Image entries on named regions
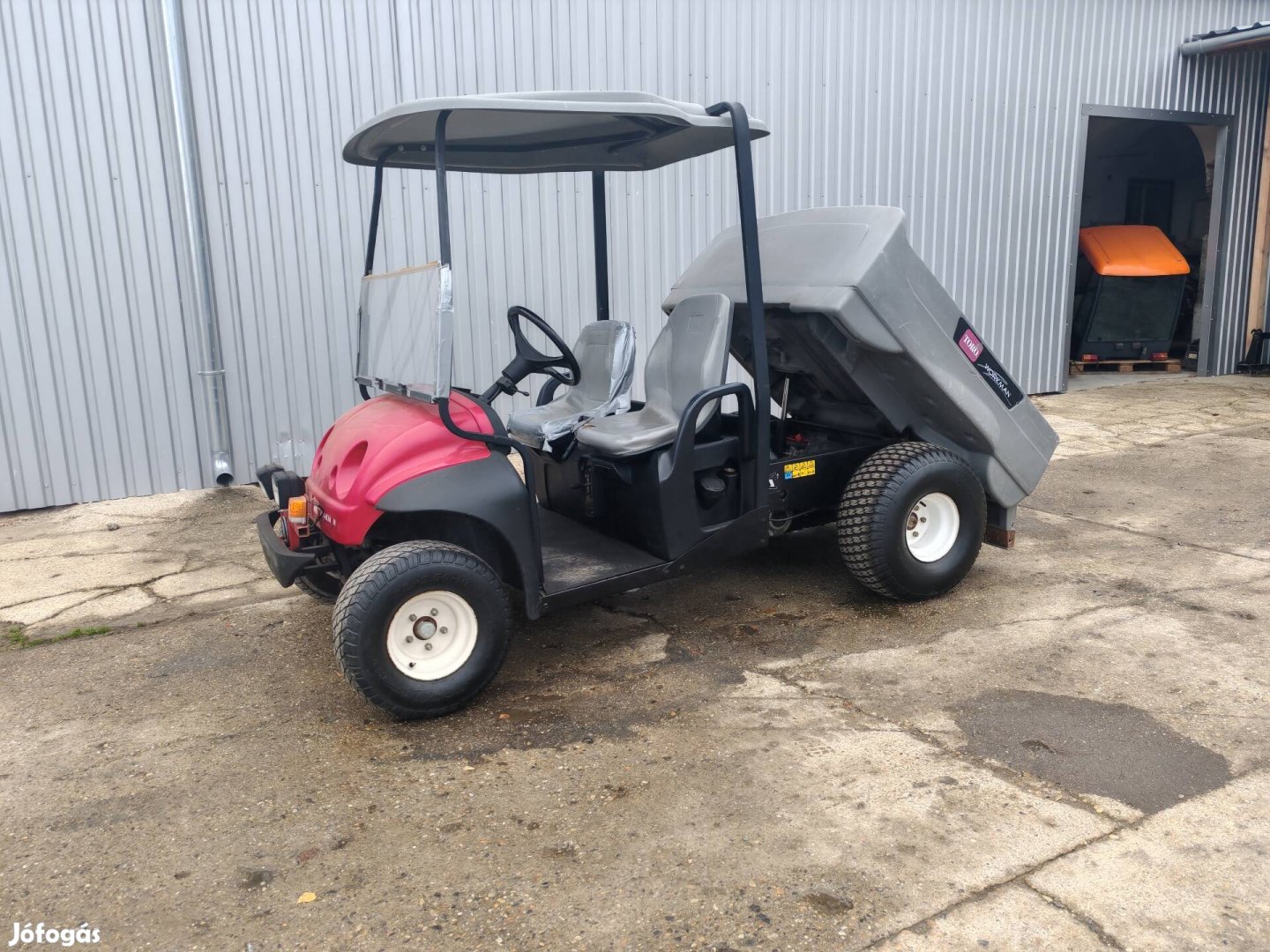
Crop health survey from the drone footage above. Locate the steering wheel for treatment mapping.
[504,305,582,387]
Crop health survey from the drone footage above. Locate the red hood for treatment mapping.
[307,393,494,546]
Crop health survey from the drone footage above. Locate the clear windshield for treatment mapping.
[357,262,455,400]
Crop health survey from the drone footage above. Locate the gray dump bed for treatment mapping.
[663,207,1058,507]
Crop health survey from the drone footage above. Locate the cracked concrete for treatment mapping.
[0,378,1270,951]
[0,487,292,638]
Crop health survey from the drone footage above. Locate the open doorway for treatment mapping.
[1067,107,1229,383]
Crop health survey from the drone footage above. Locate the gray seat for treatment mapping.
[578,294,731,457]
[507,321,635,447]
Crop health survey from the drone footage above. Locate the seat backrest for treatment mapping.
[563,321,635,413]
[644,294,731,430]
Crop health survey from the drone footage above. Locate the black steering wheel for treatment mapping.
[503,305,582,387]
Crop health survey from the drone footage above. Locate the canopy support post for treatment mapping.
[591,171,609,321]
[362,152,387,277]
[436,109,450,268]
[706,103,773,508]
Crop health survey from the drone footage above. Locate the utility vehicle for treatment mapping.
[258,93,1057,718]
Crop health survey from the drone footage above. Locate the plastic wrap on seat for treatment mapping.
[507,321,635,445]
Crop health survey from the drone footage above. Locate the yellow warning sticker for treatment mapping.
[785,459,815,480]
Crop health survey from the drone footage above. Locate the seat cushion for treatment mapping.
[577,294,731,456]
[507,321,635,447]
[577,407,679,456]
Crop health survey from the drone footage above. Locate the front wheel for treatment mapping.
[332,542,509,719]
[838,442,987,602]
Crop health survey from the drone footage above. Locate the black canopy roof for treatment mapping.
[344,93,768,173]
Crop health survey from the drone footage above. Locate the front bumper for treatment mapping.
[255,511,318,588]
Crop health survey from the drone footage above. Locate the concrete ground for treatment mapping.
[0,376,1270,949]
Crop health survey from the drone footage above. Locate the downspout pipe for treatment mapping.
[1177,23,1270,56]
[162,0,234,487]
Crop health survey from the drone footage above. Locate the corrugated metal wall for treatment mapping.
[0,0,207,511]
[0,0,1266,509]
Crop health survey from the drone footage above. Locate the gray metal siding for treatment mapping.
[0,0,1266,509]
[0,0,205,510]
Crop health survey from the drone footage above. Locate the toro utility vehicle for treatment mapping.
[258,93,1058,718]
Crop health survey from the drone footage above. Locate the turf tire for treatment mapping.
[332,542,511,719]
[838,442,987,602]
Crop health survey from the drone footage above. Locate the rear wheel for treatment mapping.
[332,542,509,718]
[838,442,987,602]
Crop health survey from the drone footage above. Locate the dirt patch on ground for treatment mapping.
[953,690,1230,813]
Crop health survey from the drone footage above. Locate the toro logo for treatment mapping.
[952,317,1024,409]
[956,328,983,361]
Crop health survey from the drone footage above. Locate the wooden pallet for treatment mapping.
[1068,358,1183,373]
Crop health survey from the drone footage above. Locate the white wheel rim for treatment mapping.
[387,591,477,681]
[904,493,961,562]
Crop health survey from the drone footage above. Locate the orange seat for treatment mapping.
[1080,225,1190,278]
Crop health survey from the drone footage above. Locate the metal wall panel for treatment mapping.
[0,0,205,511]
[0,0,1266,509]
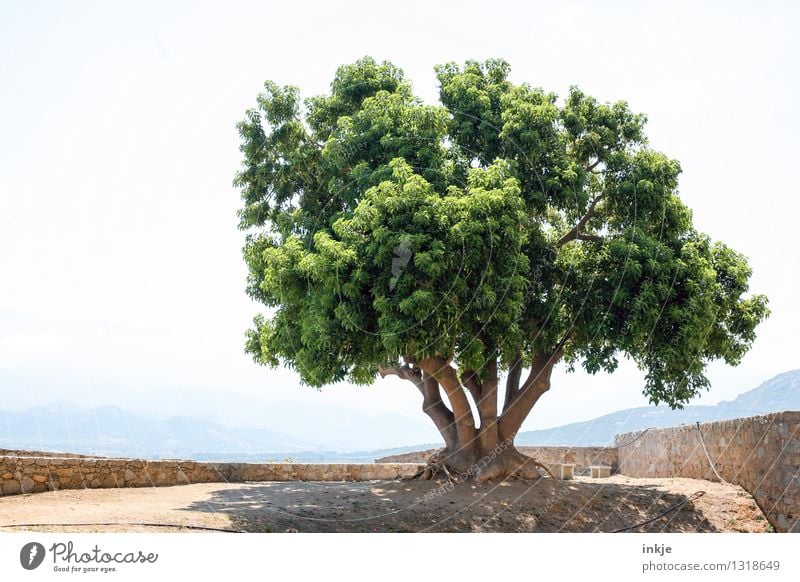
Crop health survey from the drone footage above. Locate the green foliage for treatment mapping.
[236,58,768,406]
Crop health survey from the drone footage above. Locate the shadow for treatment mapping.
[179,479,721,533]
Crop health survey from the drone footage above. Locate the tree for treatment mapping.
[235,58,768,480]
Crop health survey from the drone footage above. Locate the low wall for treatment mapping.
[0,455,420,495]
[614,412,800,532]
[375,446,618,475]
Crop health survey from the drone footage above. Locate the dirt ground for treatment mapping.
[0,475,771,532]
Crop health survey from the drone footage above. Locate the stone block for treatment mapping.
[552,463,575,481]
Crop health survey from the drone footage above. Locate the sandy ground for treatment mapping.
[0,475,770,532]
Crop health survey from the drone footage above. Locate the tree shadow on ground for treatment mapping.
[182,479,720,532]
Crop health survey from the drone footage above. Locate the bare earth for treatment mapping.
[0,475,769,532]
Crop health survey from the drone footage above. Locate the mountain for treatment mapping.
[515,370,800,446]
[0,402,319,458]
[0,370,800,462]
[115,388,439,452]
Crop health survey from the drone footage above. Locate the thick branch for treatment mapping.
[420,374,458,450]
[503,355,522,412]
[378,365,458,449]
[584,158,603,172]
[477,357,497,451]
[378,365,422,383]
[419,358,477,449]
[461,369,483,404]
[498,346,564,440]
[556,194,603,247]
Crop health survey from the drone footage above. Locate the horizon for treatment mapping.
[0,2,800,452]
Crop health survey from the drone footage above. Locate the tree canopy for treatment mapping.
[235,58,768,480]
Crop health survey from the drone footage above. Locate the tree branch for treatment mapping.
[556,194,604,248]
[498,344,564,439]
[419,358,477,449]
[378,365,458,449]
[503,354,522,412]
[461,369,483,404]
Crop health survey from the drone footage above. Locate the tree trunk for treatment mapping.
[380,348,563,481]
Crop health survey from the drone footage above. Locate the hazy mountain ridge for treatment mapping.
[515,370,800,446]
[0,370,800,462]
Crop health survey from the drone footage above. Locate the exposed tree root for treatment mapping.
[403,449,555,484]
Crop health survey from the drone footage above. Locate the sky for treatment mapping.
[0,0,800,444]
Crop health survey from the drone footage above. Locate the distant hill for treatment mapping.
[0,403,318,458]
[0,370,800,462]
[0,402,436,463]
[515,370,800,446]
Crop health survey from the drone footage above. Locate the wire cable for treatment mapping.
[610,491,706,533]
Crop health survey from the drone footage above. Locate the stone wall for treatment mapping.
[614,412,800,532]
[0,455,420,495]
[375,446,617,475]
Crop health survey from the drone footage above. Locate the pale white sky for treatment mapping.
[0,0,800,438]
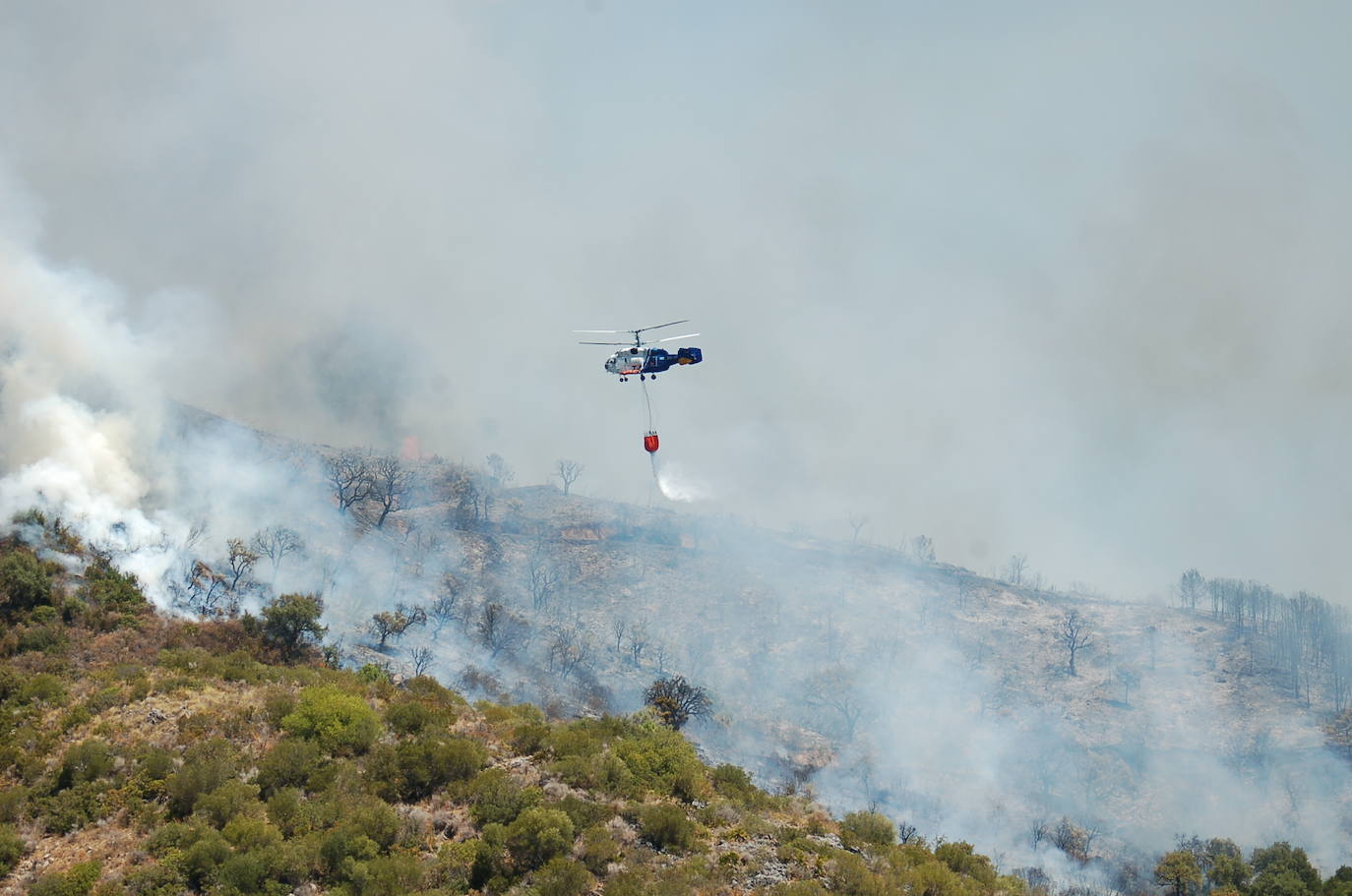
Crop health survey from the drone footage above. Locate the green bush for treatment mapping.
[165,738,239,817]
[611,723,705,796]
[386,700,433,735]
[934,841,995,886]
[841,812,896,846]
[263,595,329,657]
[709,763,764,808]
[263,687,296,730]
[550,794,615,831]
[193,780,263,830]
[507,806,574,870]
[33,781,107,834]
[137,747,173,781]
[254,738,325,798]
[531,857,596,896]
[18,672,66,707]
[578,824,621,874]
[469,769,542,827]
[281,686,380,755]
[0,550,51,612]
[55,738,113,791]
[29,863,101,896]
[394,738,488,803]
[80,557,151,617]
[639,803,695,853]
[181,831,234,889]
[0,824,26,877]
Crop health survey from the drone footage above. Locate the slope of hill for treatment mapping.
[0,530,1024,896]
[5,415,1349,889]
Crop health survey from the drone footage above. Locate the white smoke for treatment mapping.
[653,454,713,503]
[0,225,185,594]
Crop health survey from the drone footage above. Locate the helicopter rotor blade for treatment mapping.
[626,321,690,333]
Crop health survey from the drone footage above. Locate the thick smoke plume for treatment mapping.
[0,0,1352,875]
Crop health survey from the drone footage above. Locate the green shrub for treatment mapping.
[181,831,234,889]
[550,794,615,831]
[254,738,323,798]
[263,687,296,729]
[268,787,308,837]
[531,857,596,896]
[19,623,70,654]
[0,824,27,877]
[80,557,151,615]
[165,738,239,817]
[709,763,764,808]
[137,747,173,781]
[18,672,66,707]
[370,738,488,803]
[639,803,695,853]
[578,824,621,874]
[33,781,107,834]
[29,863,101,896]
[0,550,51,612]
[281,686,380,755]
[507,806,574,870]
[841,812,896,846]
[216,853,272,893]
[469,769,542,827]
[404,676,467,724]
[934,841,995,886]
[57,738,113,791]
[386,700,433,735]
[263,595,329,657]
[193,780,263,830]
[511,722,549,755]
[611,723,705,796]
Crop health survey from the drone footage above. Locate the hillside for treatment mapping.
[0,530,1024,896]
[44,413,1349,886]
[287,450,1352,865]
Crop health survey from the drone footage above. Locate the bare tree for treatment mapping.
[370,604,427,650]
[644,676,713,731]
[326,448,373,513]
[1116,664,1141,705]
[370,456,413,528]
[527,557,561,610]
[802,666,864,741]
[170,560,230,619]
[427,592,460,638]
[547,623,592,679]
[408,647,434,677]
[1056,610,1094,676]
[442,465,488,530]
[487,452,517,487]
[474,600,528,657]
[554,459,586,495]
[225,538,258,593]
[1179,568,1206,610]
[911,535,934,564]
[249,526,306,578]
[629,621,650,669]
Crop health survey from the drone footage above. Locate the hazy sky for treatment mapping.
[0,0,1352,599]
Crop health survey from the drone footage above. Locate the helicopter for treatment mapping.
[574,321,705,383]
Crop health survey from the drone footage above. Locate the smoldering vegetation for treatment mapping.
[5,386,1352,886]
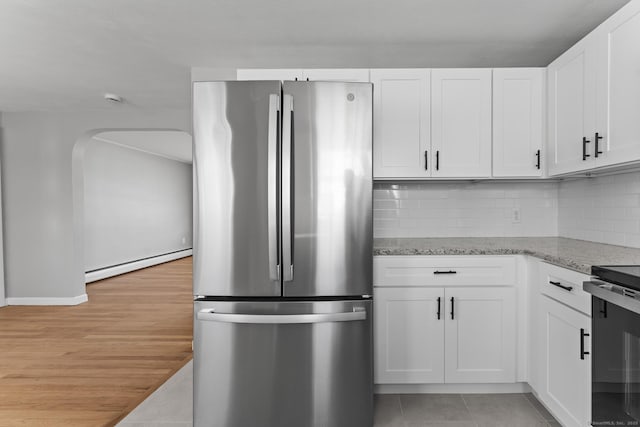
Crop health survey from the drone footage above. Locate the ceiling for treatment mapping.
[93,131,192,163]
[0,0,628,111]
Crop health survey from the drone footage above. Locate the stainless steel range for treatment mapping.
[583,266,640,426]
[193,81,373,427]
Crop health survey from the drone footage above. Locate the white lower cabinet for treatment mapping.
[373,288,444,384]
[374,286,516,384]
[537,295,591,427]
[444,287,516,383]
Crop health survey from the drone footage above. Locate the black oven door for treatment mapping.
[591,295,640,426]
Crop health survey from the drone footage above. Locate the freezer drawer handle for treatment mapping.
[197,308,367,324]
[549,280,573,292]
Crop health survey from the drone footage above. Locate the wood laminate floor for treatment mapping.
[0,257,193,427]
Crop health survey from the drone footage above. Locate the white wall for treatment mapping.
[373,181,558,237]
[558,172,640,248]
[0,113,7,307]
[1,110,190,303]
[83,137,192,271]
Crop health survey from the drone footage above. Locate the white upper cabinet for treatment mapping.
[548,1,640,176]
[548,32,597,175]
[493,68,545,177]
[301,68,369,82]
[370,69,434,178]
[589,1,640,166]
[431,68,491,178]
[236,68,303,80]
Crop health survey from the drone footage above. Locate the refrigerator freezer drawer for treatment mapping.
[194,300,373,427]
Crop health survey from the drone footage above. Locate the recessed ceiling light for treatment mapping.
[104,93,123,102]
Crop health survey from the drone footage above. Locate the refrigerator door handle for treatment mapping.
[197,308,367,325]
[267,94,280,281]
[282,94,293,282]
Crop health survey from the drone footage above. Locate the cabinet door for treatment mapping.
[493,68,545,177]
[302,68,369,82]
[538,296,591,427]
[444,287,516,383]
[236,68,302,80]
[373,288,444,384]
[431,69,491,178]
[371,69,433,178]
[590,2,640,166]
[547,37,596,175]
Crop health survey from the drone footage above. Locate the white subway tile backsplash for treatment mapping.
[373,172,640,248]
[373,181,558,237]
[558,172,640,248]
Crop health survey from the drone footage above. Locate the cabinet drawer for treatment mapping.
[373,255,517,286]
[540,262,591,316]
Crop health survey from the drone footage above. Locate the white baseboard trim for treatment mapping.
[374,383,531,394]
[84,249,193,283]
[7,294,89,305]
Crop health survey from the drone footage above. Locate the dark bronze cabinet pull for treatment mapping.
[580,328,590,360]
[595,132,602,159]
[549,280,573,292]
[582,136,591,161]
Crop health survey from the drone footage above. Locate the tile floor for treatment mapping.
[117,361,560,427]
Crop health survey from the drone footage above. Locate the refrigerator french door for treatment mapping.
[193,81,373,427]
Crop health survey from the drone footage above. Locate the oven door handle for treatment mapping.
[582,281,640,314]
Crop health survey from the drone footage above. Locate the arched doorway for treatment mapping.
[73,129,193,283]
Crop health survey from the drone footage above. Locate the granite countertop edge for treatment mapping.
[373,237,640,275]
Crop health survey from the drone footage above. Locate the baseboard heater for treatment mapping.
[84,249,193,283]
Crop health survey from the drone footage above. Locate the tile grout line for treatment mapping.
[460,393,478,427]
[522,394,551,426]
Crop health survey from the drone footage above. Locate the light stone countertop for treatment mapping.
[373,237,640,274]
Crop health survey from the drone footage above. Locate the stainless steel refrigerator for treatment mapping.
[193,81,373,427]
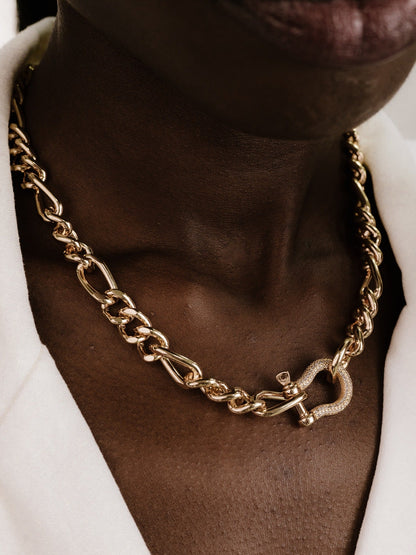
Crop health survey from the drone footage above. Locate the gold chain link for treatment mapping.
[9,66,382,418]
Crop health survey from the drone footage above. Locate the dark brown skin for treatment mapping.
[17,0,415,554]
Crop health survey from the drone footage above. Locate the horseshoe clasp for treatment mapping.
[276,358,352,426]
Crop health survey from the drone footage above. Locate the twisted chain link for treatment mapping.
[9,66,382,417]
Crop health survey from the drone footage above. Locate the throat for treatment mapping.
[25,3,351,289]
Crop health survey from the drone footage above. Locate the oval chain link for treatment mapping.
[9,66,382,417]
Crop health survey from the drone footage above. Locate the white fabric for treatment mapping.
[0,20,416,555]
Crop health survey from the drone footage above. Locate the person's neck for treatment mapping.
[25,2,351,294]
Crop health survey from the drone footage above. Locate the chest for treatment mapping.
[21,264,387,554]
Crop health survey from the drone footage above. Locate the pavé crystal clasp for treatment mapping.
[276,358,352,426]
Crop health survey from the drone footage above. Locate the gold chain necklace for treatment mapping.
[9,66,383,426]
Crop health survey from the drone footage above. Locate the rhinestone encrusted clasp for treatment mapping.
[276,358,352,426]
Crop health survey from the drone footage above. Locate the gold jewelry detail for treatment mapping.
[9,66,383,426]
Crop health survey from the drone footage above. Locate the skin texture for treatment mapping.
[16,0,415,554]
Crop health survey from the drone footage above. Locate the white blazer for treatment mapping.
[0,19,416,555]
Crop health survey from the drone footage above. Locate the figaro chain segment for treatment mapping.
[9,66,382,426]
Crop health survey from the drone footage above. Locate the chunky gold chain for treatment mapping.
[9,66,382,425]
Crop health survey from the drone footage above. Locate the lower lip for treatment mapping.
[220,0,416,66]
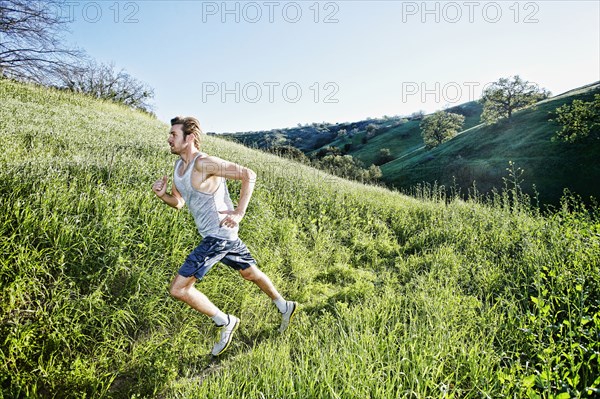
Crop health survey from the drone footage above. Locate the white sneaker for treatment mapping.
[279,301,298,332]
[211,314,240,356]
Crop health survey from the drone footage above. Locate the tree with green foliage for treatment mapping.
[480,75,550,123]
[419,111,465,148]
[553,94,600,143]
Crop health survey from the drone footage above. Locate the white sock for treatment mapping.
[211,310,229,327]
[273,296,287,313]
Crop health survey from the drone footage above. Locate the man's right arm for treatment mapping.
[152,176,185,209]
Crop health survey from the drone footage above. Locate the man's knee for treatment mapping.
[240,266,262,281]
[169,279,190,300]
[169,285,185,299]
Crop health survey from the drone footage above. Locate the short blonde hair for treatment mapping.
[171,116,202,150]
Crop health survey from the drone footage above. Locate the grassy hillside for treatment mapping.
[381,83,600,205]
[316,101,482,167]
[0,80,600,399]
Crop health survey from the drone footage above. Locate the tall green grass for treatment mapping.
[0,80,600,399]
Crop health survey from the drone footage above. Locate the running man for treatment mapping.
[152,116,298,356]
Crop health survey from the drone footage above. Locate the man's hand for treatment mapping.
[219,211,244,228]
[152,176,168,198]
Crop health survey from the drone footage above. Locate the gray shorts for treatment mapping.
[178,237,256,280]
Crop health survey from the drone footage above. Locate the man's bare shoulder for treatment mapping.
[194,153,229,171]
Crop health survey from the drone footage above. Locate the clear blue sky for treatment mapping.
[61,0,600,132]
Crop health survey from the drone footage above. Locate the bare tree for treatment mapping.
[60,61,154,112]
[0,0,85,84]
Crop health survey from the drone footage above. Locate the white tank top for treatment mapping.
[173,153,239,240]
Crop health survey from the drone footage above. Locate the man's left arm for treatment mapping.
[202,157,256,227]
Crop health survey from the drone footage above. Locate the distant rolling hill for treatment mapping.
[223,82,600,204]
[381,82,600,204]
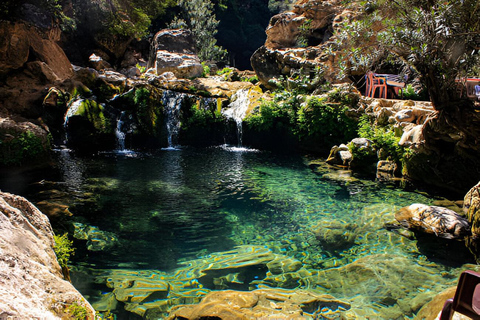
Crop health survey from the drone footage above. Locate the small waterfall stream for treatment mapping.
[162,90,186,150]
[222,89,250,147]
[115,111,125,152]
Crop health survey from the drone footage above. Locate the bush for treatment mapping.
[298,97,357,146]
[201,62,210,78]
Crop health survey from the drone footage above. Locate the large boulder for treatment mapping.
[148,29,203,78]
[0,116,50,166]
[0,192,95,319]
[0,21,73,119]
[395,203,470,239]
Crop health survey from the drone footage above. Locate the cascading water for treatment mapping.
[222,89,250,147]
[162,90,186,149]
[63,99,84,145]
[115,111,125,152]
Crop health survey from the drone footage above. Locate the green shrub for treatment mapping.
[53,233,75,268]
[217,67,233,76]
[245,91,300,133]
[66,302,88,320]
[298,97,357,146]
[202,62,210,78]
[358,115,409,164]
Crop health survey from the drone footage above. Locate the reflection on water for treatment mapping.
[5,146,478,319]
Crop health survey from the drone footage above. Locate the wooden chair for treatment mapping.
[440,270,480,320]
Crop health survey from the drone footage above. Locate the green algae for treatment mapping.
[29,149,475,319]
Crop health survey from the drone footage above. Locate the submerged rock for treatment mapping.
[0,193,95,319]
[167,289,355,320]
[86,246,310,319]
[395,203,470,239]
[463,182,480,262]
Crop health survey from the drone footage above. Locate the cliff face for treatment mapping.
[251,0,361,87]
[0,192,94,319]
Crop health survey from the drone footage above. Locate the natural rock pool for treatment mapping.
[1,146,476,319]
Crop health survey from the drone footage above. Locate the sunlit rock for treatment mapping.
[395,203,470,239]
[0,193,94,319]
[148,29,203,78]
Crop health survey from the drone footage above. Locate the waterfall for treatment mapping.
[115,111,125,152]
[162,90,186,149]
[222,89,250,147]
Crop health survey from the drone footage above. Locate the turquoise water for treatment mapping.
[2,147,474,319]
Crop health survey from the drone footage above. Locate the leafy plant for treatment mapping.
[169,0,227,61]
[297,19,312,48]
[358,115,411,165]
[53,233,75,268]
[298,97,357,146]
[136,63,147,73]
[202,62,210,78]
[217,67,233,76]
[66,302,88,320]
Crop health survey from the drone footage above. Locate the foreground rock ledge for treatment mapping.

Exercise brief. Reproduce the material verbatim from its beginning up to and including the line that contains "[503,305,582,387]". Omit the pictures from your reproduction.

Result of the exercise.
Crop health survey from the drone footage above. Locate the steering wheel for treatment mapping.
[504,305,582,387]
Crop health survey from the drone footage above. Locate the red hood for treatment mapping.
[307,393,494,546]
Crop health survey from the drone footage above. Locate the clear windshield for treatment mapping.
[357,262,455,400]
Crop health survey from the drone footage above. Locate the gray dump bed for treatment mapping.
[663,207,1058,507]
Crop health survey from the drone footage above. Locate the cracked concrete for treatment mapping.
[0,378,1270,951]
[0,487,292,638]
Crop health survey from the drone footage above. Locate the open doorway for treatment mapping.
[1067,107,1229,383]
Crop health survey from the drone footage above. Locate the gray seat for treatment mapping.
[578,294,731,457]
[507,321,635,447]
Crop health survey from the drone footage above. Locate the seat backrest for treatment mapping.
[563,321,635,413]
[644,294,731,430]
Crop health survey from the drone footage above. Locate the black steering wheel for treatment mapping.
[503,305,582,387]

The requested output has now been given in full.